*** DOCUMENT EXCERPT ***
Long-term treatment (over 6 months) with systemic itraconazole, wound debridement and wound therapy was instituted and resulted in clearance of the offending pathogen. Follow-up 5 months later with repeated wound swab and skin biopsy for microscopy, culture, and histopathological examination revealed no fungal infection. However, the course of wound healing was protracted by a rapidly deteriorating arterial perfusion pressure of both legs.

DISCUSSION

To our knowledge this is the first report of human pathology due to Alternaria dennisii manifesting as subcutaneous phaeohyphomycosis. A review of the literature in PubMed, EMBASE and Google Scholar with MeSH, EmTree headings and free-text searches for Alternaria resulted in many publications of subcutaneous phaeohyphomycosis caused by various fungal genera, but none in which a species diagnosis of Alternaria dennisii was made (as of 9 June 2015).
***
→ WHAT THE TASK ASKS
Continue the case report on subcutaneous phaeohyphomycosis caused by Alternaria dennisii, starting after its last sentence.
*** DATA ***
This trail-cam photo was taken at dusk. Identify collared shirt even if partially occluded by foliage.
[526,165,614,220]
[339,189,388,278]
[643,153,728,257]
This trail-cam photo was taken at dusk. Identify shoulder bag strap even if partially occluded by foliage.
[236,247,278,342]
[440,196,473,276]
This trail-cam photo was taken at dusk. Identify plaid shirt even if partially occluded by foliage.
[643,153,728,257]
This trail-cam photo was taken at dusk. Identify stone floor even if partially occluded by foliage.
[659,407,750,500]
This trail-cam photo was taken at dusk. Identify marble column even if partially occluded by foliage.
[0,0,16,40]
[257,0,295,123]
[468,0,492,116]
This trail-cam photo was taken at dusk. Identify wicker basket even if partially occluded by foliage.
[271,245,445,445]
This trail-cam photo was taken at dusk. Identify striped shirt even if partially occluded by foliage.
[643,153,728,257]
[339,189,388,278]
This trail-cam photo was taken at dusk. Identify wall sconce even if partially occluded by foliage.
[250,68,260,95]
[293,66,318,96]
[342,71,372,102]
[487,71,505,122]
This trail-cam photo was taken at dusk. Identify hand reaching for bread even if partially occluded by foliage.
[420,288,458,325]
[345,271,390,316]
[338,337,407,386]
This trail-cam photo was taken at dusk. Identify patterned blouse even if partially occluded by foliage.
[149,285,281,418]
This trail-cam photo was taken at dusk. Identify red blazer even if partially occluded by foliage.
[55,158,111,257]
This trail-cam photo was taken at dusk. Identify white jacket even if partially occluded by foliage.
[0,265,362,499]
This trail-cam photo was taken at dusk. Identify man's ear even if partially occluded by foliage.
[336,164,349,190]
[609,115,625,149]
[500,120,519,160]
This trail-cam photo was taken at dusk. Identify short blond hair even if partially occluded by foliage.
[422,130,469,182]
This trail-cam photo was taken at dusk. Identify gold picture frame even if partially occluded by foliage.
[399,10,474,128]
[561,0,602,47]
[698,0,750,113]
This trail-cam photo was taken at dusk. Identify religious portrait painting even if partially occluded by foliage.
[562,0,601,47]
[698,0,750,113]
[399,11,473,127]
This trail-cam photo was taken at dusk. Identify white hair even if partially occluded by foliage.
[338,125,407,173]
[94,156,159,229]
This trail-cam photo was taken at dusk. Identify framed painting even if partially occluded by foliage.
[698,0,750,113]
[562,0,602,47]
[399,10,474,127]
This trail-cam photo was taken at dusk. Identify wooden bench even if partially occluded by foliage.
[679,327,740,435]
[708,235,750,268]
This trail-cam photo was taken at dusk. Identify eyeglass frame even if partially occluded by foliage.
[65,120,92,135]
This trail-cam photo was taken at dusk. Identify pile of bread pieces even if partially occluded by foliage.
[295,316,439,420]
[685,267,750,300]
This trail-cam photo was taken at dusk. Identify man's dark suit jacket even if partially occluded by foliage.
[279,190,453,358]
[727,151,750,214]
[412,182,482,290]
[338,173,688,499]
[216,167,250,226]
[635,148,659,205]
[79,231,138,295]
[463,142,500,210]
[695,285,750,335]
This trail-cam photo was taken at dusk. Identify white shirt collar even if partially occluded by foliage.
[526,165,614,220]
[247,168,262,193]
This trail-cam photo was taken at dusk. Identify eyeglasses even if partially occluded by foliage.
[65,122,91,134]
***
→ ANSWER SPACE
Alternaria is a ubiquitous mould with worldwide distribution in air, soil, and plants, and is well-known for its detrimental effects on crops. Certain species may cause airborne allergy and phaeohyphomycosis in humans (1, 2). The literature contains many references to opportunistic infections in immunocompromised patients, mostly organ-transplant recipients (3–5). Exophiala spp., Bipolaris spp. and Phialophora spp. are the organisms most commonly isolated in subcutaneous phaeohyphomycosis (6). The microbiological diagnosis of Alternaria rests on the macroscopic morphology and the characteristic microscopic findings. An exact species diagnosis is difficult based solely on morphology and molecular methods, e.g. nucleic sequence analysis, are increasingly used.

Our patient was immunocompromised due to diabetes and treatment with azathioprine and prednisolone for muscular sarcoidosis. Prednisolone has also been highlighted previously as a risk factor in phaeohyphomycosis due to its undesirable effects on the skin barrier, especially increased skin fragility (7). Considering our patient’s medical history it is possible that the primary ulcer was trauma-related due to a fragile skin barrier and exacerbated by fungal infection. However, the patient denied any trauma. Differential diagnosis in these cases includes vasculitis, pyoderma gangrenosum, warfarin necrosis, cutaneous leishmaniasis, chromoblastomycosis and eumycetoma. In our case sarcoidosis was also considered and excluded.

There is no standard protocol for treating subcutaneous alternariosis, or indeed any of the phaeohyphomycoses (4). Surgical removal is generally the treatment of choice for small, single or non-numerous lesions (8).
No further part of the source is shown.